- Required action: Which lines below contain the word "windshield"? Copy each one.

- Photo-based referring expression data:
━━━━━━━━━━━━━━━━━━━━━━━━━━━━━━
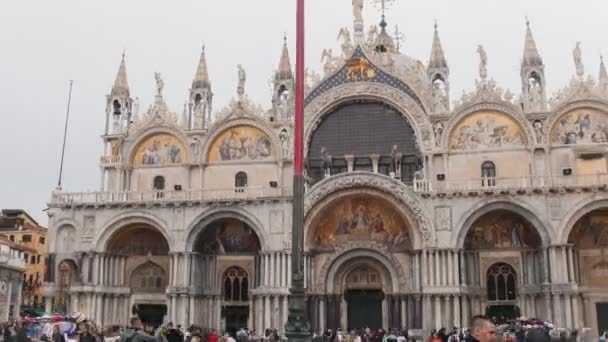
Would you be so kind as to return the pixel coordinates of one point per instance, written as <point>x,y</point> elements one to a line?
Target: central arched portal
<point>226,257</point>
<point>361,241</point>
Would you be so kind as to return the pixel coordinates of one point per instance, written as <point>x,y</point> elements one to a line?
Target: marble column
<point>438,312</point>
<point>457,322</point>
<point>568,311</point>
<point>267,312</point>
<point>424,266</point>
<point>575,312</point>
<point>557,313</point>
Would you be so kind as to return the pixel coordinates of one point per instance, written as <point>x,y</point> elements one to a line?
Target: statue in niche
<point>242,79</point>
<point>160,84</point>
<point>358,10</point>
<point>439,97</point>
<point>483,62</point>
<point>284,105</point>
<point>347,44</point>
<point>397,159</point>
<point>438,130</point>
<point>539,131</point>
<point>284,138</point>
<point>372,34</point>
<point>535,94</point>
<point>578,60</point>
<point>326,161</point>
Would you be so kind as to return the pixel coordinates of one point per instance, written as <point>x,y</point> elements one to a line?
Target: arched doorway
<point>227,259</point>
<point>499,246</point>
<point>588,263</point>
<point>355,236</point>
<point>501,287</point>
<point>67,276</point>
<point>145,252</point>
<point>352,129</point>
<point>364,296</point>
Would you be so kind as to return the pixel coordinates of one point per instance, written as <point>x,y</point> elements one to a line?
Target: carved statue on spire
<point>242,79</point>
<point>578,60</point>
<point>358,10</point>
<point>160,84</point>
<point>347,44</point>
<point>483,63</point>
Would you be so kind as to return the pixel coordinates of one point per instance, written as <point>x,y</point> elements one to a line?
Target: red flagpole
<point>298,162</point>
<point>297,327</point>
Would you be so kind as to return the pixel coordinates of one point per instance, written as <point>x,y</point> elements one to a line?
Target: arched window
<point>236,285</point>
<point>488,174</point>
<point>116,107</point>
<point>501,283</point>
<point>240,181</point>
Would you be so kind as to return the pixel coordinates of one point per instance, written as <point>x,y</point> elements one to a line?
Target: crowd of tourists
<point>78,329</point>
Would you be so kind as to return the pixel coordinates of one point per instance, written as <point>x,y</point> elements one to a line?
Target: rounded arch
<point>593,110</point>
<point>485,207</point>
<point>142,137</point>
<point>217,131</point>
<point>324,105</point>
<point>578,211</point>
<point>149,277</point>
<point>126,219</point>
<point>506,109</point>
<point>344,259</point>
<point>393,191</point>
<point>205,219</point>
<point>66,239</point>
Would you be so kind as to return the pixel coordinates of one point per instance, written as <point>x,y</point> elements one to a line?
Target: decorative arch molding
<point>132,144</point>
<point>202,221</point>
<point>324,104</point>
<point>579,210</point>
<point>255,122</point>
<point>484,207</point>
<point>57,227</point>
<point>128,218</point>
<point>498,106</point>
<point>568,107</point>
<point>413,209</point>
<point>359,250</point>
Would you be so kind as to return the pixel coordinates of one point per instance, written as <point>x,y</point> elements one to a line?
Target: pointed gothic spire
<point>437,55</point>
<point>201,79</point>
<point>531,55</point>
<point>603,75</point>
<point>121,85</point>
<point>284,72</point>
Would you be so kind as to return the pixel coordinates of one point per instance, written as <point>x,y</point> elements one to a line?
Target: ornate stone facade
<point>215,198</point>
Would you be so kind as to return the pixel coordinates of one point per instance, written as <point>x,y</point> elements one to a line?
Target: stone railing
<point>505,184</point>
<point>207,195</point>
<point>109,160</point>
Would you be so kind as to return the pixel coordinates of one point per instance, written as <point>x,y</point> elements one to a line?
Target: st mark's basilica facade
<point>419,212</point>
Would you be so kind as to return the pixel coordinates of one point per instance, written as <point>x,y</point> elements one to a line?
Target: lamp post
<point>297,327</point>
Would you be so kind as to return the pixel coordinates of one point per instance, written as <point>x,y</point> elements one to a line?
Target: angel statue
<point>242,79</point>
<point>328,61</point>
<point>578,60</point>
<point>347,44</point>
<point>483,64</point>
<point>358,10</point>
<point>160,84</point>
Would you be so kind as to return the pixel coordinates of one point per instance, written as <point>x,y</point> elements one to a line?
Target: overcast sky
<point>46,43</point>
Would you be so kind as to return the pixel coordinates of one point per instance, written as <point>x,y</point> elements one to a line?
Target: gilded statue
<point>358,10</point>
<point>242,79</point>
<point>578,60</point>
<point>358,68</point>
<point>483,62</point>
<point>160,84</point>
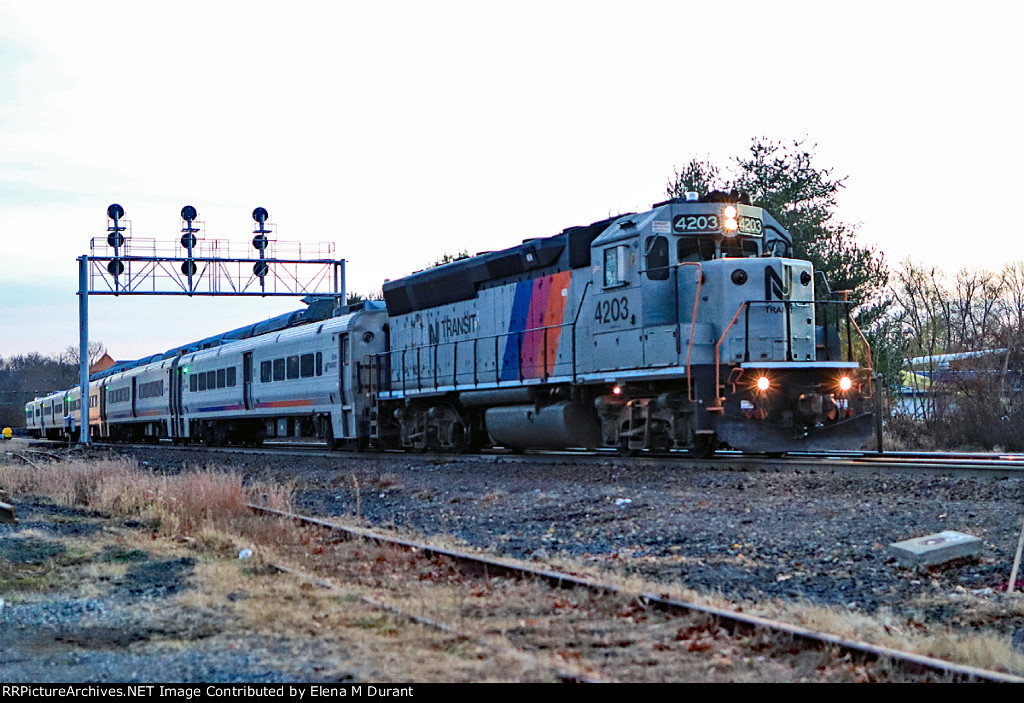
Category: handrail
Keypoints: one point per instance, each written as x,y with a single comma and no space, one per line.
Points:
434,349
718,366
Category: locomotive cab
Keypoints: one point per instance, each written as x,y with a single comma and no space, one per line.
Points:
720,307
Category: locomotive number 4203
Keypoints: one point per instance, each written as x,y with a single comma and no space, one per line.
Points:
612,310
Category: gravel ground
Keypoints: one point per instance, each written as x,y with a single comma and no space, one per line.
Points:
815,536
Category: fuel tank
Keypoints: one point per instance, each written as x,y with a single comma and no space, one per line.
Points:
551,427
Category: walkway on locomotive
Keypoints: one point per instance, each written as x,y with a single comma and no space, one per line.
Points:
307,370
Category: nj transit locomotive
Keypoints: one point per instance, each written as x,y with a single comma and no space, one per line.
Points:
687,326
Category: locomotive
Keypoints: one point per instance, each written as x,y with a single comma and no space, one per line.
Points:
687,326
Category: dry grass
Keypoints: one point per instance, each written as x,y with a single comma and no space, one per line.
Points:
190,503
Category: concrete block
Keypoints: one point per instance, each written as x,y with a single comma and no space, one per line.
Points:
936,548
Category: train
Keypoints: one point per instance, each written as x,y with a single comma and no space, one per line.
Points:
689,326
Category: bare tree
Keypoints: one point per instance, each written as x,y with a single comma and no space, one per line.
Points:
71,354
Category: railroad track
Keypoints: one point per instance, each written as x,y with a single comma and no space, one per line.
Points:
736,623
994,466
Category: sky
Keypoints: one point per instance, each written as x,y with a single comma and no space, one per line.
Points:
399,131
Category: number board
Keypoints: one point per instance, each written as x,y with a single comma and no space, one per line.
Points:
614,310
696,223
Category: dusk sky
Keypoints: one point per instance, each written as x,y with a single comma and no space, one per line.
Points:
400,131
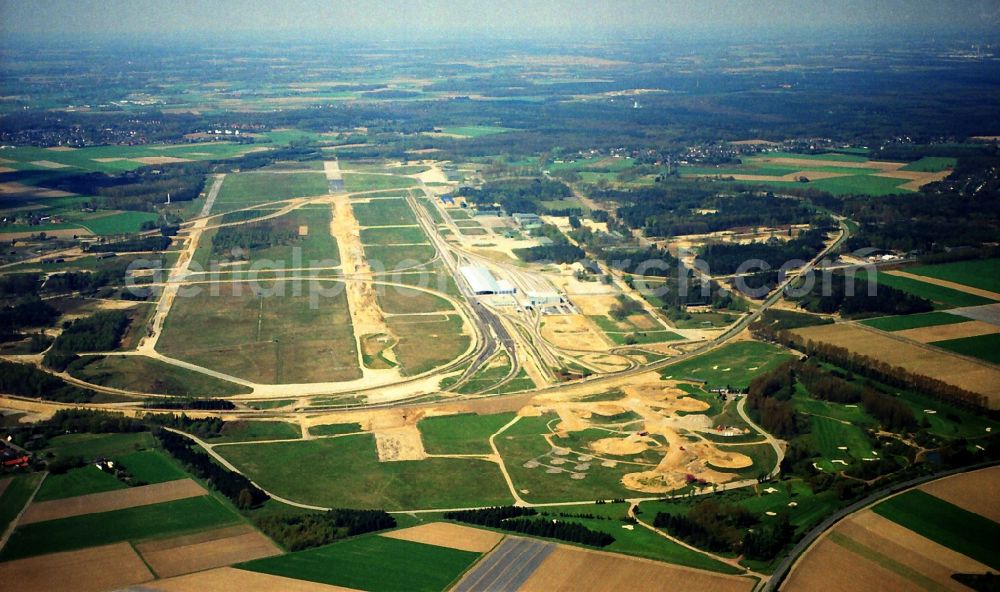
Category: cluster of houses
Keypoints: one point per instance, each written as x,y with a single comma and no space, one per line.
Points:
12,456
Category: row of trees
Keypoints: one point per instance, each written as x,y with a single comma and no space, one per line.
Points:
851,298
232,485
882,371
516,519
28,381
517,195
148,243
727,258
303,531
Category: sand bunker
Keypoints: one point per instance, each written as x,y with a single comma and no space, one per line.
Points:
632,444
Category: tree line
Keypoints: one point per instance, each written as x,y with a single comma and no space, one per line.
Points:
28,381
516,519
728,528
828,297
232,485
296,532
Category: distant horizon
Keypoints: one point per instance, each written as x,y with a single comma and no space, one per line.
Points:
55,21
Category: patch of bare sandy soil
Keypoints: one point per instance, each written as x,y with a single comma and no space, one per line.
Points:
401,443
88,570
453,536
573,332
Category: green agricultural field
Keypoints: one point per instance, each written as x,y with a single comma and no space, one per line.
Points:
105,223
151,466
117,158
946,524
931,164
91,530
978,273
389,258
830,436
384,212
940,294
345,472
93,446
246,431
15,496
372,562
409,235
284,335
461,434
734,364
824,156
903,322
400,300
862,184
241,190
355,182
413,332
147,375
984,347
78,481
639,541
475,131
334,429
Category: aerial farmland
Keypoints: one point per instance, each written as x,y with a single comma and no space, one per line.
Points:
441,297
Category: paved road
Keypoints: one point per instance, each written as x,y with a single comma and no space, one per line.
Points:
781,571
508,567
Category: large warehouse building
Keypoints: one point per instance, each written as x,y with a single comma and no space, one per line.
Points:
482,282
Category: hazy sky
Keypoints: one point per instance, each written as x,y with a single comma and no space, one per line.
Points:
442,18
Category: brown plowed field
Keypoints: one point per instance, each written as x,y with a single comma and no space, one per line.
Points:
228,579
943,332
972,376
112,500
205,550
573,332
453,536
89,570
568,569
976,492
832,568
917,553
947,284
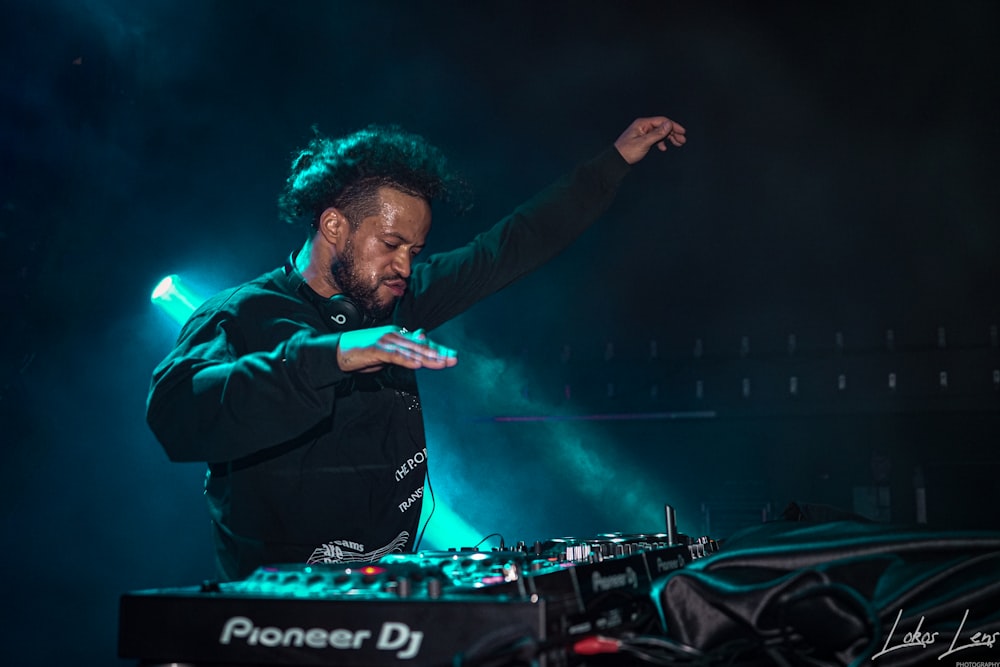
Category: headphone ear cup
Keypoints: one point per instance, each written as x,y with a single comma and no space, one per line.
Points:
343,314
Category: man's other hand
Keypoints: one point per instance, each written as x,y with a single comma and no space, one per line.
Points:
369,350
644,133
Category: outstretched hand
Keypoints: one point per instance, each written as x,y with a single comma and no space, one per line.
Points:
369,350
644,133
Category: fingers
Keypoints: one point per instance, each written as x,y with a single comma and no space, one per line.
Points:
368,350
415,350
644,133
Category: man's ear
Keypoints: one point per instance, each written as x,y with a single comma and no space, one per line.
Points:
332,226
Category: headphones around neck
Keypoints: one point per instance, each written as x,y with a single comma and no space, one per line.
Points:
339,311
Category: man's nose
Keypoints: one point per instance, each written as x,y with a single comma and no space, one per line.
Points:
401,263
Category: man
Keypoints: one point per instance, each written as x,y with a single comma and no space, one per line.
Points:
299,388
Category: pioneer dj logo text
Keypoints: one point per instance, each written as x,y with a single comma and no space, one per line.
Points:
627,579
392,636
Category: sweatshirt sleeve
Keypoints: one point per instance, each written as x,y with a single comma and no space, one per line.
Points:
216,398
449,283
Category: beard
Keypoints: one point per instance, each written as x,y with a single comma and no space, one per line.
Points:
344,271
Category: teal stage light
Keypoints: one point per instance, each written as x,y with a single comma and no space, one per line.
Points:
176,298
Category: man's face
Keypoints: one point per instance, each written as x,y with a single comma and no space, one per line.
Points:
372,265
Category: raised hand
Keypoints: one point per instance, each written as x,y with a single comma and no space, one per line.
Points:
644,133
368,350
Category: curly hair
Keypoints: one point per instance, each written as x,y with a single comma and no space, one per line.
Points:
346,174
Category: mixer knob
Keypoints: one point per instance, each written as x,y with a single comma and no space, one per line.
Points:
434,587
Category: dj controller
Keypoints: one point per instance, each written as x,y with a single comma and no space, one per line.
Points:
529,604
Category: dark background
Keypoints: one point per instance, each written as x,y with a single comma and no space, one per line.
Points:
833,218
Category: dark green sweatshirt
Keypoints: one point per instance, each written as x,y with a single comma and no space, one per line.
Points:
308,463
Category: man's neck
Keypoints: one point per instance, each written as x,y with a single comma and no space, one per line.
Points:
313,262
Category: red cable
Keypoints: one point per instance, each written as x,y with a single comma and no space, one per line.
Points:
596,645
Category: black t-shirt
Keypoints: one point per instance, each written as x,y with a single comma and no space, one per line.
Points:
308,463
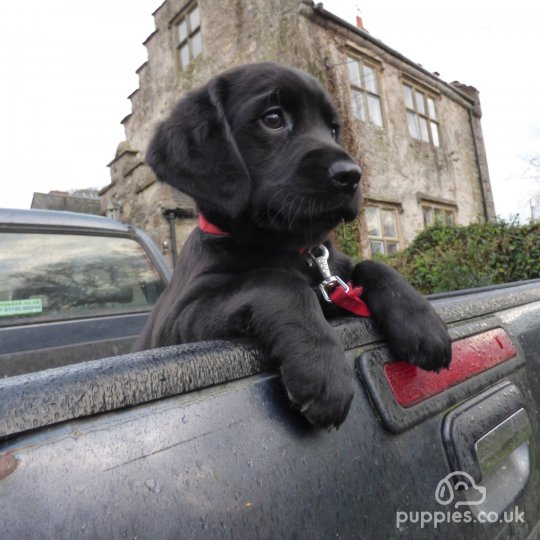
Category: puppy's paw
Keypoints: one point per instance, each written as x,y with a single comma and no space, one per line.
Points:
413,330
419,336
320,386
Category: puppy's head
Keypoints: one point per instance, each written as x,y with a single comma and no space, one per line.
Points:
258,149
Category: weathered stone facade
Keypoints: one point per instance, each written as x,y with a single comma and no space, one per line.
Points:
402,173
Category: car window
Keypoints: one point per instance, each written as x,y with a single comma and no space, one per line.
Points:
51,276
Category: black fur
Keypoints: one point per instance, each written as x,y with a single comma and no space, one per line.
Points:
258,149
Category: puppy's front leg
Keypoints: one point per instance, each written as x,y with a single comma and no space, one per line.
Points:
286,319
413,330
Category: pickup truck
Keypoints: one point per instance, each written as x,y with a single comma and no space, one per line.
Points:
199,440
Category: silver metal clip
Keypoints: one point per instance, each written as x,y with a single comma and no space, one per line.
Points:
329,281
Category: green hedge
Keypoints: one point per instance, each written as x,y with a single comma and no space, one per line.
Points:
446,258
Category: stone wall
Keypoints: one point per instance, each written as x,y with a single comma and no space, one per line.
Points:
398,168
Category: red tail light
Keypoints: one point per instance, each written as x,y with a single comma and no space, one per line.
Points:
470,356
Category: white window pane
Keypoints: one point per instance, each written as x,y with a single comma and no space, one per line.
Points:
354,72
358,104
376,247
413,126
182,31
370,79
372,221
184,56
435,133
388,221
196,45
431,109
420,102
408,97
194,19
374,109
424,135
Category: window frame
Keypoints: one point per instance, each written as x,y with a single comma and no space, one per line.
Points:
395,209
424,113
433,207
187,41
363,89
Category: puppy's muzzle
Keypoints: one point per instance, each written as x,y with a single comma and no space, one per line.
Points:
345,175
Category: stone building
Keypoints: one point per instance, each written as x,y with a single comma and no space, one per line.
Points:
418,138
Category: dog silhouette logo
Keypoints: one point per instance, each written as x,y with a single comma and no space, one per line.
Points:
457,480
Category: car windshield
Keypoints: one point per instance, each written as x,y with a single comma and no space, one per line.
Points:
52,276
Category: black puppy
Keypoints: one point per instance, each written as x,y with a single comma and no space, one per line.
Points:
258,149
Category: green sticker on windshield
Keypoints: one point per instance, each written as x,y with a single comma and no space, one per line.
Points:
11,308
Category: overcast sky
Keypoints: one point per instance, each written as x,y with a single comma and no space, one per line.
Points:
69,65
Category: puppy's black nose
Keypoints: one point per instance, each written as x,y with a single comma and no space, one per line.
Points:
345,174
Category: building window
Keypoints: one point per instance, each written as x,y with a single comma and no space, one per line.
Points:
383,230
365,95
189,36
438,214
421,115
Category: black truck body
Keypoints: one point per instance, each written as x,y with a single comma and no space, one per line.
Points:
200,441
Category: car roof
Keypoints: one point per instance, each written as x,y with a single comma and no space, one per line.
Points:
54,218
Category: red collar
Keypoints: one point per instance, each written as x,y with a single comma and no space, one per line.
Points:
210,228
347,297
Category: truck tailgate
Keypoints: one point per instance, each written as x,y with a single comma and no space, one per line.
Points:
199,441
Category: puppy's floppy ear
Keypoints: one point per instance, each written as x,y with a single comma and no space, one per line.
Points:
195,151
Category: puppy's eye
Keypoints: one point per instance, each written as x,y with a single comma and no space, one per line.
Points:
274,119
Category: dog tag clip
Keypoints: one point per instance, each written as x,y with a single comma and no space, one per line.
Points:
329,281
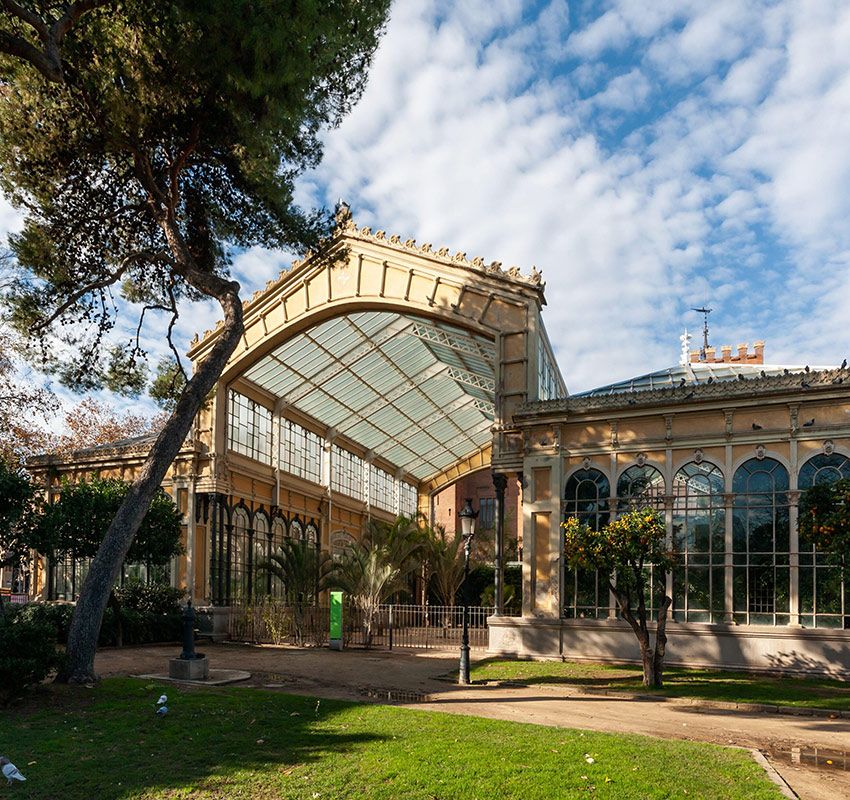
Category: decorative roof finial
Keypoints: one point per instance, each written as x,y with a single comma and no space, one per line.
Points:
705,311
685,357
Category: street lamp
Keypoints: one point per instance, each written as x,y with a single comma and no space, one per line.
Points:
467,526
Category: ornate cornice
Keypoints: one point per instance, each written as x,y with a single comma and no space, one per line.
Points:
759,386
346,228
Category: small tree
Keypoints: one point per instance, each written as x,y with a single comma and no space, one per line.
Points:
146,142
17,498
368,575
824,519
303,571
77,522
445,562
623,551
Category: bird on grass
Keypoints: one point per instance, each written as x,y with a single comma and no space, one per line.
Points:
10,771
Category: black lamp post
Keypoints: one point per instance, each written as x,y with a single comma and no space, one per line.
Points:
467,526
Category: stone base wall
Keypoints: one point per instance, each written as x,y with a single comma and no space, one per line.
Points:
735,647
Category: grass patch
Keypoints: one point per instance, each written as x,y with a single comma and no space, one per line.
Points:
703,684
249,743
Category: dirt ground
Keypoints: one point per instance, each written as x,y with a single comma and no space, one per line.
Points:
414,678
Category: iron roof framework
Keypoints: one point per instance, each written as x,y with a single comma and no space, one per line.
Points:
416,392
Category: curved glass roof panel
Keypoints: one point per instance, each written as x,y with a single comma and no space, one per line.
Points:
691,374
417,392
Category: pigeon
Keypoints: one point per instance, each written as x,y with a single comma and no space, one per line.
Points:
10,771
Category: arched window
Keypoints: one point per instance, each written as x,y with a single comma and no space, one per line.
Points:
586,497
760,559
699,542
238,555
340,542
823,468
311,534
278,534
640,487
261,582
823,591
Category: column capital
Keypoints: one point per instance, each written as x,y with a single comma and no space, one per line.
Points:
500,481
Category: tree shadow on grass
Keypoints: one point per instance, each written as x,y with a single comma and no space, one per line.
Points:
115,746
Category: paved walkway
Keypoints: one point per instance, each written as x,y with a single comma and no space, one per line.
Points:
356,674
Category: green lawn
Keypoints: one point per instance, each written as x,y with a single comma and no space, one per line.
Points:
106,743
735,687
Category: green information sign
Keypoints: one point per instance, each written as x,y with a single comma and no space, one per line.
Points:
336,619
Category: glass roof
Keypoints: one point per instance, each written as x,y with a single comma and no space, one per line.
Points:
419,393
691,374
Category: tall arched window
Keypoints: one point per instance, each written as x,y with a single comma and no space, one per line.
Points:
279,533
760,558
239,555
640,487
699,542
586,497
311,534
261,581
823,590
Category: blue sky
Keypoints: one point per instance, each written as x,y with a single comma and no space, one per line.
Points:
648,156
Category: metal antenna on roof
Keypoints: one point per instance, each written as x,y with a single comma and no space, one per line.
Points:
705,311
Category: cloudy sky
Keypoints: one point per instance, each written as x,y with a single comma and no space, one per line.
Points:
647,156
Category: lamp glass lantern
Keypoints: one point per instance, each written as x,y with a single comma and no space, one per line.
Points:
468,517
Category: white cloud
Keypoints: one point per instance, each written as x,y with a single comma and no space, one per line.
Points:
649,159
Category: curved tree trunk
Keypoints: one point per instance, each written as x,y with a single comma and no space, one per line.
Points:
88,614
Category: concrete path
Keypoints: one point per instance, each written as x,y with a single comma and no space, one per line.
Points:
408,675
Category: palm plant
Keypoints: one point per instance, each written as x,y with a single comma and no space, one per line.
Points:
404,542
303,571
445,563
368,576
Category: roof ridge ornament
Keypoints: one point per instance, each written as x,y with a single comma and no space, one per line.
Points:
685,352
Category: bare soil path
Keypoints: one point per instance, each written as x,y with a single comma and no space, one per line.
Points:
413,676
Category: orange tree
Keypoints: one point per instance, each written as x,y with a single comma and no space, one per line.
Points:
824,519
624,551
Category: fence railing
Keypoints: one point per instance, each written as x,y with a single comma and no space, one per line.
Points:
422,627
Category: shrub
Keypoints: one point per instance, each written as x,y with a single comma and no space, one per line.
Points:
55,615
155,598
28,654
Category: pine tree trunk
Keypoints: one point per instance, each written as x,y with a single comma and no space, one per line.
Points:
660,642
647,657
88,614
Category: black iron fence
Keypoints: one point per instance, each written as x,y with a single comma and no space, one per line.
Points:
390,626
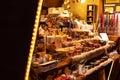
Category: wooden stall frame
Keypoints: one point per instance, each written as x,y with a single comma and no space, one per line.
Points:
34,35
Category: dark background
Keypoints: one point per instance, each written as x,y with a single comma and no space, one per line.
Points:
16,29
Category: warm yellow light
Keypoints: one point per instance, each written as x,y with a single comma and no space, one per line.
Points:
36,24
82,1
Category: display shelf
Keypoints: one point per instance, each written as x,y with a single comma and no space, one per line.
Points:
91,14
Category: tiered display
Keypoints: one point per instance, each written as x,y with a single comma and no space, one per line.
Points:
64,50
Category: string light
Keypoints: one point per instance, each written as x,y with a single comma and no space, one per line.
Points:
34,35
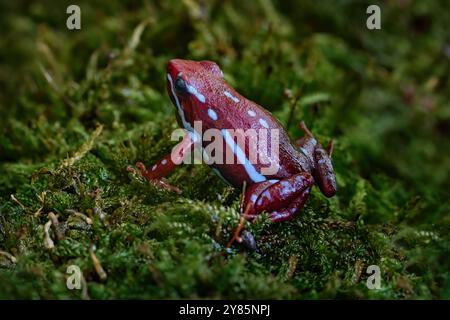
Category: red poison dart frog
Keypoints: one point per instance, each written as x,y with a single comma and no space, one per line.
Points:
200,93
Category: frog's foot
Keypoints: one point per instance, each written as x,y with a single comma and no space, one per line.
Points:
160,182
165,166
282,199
━━━━━━━━━━━━━━━━━━━━━━━━━━━━━━
- Solution to this exercise:
Category: car windshield
Category: green sticker on windshield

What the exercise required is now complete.